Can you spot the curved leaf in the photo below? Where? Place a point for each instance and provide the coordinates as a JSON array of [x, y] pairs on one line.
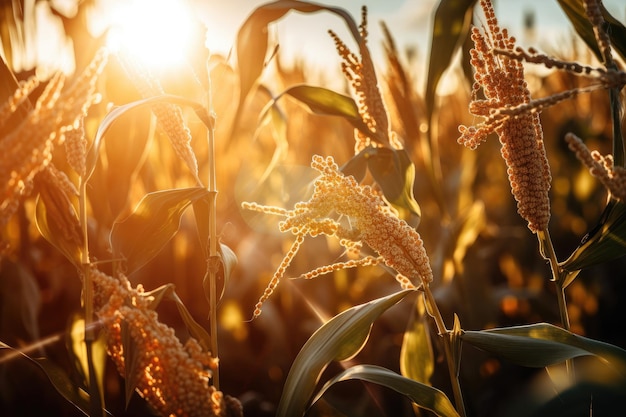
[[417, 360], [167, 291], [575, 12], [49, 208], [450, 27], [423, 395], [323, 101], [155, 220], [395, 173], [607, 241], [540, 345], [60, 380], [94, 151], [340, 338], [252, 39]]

--

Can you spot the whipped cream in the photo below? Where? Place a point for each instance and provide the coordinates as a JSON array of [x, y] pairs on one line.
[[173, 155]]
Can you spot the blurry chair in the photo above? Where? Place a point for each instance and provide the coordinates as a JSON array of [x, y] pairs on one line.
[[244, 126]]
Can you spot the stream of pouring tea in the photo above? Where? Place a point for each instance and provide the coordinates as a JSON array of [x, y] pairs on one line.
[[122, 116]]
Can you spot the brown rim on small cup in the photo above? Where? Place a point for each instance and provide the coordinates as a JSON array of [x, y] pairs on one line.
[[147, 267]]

*What needs to be done:* Render the lines from the one containing "Can you spot the blurry" through the one containing "[[147, 267]]", inclusive, as a Markdown table with columns headed Row and Entry, numbering each line in Row and leaving out any blank lines.

*Expected output:*
| Row | Entry |
|---|---|
| 1 | Can you spot the blurry chair in the photo above? Where? Place a point for each instance and provide the coordinates as a JSON array of [x, y] pairs on one line. |
| 2 | [[244, 126]] |
| 3 | Can you spot the stream of pouring tea in the photo above? Where? Place a point for each instance and provide the coordinates as a JSON array of [x, y] pairs on one line. |
| 4 | [[122, 116]] |
| 5 | Can you spot the brown rim on small cup in the photo above? Where? Place a point for each instance and provide the coordinates as a JSON array of [x, y] pairs on one line. |
| 6 | [[147, 267]] |